[Records pointing to named objects]
++++++

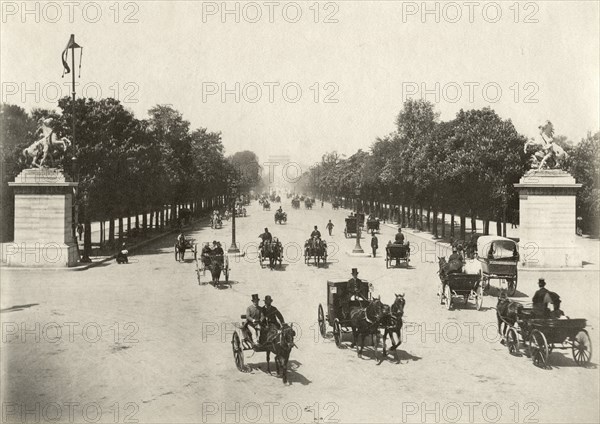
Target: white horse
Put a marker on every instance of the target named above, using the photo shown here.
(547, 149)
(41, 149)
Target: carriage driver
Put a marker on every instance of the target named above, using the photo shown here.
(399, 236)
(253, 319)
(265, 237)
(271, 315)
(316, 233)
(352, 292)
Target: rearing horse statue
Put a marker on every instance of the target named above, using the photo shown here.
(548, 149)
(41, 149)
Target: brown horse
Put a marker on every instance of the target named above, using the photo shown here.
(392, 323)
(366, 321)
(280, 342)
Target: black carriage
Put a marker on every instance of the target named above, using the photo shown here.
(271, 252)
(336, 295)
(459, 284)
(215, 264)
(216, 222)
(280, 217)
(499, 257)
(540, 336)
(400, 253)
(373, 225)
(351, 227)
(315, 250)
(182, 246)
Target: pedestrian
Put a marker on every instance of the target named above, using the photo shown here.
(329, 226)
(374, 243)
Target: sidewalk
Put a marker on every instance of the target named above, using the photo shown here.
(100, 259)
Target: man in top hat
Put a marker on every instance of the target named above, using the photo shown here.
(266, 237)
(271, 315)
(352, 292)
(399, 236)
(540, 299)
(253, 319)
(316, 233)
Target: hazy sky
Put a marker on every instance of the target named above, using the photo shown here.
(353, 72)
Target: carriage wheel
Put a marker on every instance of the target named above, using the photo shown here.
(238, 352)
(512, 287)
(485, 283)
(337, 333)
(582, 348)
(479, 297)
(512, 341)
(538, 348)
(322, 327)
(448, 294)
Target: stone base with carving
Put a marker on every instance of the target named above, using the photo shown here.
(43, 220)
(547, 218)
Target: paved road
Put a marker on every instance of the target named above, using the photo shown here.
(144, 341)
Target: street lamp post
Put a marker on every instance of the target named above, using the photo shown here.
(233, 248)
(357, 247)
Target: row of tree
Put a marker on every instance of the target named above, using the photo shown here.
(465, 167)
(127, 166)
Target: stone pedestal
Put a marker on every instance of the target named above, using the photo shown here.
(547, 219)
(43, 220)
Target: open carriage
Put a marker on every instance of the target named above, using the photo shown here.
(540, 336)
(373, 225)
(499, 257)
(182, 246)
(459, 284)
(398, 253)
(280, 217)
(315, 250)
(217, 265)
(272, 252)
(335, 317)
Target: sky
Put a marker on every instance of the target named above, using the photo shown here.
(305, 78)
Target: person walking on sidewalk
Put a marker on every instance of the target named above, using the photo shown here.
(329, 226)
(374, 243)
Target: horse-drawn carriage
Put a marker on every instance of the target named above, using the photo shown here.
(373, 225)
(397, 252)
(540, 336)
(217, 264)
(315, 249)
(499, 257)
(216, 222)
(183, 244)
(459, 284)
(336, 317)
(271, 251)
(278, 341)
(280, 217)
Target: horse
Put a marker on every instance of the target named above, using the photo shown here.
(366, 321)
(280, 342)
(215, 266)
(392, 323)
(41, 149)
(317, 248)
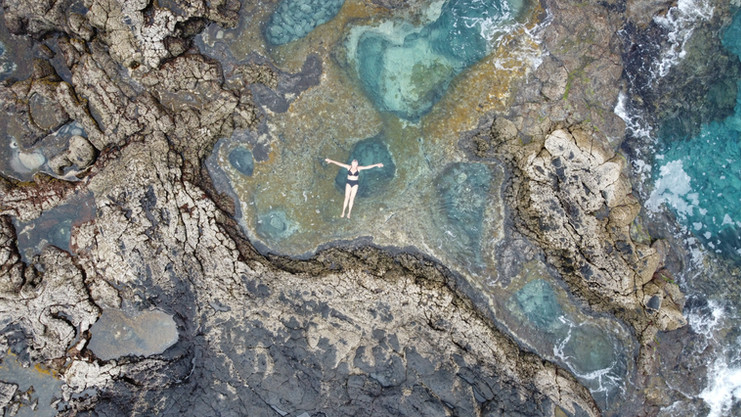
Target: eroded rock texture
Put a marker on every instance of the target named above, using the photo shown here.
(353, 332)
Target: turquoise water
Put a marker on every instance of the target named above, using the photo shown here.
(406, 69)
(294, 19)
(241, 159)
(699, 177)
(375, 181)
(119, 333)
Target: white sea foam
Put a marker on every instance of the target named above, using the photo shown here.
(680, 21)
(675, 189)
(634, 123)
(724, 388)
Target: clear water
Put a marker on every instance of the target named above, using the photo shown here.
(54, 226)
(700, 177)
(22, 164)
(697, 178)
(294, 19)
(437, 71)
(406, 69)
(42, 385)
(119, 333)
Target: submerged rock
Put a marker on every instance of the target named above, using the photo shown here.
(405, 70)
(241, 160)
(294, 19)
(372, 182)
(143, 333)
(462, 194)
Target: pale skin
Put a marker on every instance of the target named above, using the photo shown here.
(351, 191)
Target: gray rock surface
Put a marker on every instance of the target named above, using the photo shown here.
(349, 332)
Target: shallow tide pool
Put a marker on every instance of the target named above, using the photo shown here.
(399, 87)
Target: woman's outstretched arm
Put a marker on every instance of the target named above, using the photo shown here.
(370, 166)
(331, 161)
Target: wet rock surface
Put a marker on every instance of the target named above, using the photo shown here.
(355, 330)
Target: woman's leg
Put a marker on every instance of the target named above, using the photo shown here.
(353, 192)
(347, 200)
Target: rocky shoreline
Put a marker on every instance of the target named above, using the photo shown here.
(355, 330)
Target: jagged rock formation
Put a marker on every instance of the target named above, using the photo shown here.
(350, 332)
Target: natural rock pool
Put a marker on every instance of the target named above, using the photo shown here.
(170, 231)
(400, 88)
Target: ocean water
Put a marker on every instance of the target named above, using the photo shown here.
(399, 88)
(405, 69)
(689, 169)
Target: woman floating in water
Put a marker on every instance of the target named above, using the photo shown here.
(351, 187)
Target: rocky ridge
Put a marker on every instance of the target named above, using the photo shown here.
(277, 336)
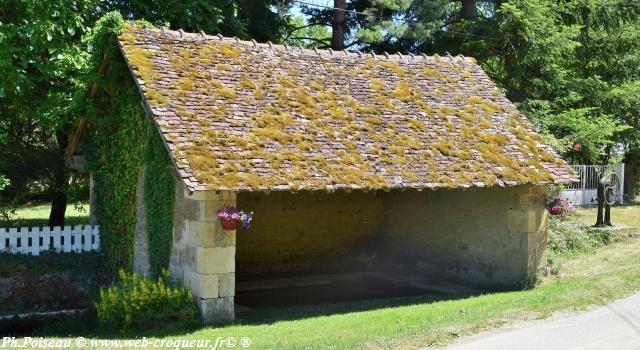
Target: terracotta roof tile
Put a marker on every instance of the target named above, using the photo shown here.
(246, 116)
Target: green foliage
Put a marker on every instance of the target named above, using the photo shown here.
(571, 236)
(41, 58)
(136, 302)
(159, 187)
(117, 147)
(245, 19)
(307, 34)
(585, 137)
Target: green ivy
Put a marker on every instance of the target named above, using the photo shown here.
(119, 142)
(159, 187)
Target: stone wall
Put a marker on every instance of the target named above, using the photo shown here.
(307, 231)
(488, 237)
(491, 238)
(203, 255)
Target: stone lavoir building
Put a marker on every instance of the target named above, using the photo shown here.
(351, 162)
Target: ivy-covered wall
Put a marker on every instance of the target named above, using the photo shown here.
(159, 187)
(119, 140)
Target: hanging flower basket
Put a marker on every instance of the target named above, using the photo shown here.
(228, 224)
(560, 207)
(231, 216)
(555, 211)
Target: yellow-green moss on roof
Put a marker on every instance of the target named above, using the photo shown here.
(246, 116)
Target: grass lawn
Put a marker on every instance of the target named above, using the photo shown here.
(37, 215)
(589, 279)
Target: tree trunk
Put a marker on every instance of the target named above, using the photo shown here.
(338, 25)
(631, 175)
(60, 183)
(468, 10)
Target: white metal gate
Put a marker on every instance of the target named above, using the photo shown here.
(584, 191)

++++++

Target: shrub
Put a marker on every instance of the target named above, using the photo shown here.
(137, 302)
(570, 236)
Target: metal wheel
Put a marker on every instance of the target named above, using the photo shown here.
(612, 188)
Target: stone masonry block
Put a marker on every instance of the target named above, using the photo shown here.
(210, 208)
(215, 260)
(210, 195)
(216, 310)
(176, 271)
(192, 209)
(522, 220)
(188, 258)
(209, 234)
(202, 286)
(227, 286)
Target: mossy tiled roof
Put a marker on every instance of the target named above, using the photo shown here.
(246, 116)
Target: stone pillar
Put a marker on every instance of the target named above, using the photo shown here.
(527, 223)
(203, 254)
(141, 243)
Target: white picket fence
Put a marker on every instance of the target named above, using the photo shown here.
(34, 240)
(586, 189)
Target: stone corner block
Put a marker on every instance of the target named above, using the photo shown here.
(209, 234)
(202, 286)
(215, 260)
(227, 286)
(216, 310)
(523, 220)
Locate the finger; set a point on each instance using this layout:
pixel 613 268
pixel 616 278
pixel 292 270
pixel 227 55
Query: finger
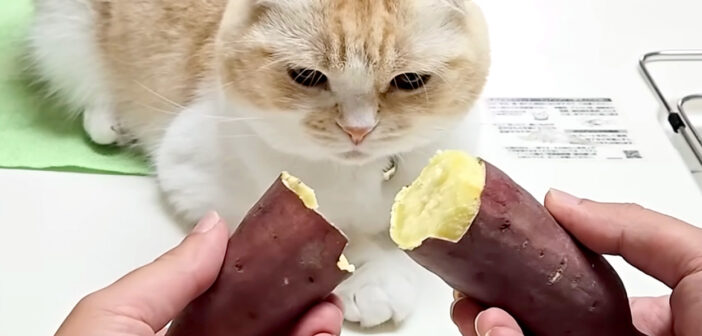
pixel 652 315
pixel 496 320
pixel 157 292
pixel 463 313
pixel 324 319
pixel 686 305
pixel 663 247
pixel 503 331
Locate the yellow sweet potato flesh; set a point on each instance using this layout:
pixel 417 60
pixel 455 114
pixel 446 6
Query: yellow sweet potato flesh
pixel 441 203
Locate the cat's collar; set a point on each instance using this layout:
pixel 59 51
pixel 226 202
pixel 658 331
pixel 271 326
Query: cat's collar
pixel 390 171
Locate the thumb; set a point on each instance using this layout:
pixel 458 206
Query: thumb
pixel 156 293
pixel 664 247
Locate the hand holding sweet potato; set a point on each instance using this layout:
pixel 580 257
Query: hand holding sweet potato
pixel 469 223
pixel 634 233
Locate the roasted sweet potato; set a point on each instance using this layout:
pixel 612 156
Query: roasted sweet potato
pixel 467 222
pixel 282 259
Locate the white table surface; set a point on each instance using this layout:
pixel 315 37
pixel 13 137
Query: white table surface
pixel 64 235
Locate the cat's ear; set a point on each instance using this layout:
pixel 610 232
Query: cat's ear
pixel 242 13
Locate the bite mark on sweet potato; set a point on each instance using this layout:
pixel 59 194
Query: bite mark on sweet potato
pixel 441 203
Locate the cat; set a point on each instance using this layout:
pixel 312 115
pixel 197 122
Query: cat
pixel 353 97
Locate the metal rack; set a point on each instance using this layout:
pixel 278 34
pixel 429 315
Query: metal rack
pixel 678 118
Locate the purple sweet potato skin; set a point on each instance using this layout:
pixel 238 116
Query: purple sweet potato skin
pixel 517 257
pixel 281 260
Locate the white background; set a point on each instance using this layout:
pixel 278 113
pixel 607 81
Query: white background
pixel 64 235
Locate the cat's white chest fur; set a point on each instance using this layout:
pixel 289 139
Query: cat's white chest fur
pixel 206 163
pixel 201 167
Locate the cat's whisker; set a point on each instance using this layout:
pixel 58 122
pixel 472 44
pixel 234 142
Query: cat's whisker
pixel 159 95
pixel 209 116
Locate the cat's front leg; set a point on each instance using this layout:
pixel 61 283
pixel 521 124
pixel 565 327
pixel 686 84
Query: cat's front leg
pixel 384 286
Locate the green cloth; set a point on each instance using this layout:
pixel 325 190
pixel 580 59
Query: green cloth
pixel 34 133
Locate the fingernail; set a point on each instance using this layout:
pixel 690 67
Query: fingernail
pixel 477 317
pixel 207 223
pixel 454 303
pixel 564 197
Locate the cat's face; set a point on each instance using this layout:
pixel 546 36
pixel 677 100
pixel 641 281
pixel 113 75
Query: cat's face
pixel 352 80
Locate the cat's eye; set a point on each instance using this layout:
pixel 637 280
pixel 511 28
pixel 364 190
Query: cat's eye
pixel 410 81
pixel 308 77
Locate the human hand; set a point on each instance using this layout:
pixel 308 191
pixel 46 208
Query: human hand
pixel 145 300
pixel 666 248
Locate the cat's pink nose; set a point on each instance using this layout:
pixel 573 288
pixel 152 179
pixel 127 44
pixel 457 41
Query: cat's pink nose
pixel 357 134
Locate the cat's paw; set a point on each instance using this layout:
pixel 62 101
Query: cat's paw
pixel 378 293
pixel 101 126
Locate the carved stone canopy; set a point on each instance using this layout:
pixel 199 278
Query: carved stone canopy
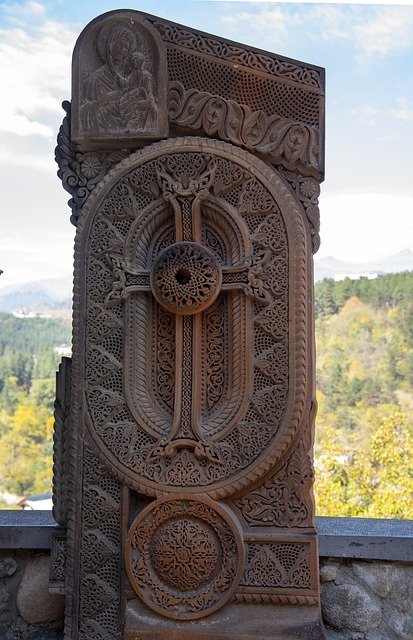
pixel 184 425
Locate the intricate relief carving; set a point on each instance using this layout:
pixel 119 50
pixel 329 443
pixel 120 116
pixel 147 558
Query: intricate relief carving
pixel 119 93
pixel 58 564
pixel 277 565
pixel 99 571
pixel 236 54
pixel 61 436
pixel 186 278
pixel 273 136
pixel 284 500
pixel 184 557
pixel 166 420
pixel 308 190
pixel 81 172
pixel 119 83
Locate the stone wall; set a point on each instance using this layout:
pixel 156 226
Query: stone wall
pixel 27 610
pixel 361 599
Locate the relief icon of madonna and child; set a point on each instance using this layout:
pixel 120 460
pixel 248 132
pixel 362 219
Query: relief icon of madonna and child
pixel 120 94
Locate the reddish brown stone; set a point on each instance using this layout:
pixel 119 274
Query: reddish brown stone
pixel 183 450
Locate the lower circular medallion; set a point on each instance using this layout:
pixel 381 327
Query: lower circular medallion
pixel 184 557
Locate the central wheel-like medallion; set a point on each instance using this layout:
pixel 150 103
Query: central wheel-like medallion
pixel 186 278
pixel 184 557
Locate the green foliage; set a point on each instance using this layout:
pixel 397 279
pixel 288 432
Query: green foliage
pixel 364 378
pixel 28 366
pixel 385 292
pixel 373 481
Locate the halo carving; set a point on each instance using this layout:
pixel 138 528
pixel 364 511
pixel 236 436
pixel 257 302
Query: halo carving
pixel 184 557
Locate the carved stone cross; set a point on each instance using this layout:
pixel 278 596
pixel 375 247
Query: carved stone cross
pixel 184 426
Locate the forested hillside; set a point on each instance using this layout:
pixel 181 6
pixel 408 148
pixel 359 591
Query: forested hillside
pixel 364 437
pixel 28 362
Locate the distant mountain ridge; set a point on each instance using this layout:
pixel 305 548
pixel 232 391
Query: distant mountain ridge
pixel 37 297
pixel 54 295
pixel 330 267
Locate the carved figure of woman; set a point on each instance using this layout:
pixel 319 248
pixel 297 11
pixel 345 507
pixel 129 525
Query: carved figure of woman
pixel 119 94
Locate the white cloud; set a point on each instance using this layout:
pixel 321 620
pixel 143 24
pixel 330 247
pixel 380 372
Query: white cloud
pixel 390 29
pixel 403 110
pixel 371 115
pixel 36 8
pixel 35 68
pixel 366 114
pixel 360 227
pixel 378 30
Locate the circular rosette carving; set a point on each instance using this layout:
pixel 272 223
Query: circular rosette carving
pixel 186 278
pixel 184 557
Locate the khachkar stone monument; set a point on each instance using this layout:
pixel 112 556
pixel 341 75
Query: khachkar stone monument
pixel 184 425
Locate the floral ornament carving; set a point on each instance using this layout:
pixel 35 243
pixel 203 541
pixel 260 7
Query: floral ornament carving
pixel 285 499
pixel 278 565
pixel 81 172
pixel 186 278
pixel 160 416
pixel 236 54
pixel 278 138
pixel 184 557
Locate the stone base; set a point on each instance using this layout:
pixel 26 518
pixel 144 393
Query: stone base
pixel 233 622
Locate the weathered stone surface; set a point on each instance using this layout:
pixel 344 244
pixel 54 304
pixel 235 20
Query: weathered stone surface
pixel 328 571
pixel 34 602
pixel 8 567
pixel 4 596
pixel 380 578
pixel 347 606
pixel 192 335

++++++

**THE TASK:** List every line in the records above that contains the word "base".

**OUTPUT BELOW:**
Target: stone base with carving
Locate the stone base; set a point on each instance using this layout:
Query: stone base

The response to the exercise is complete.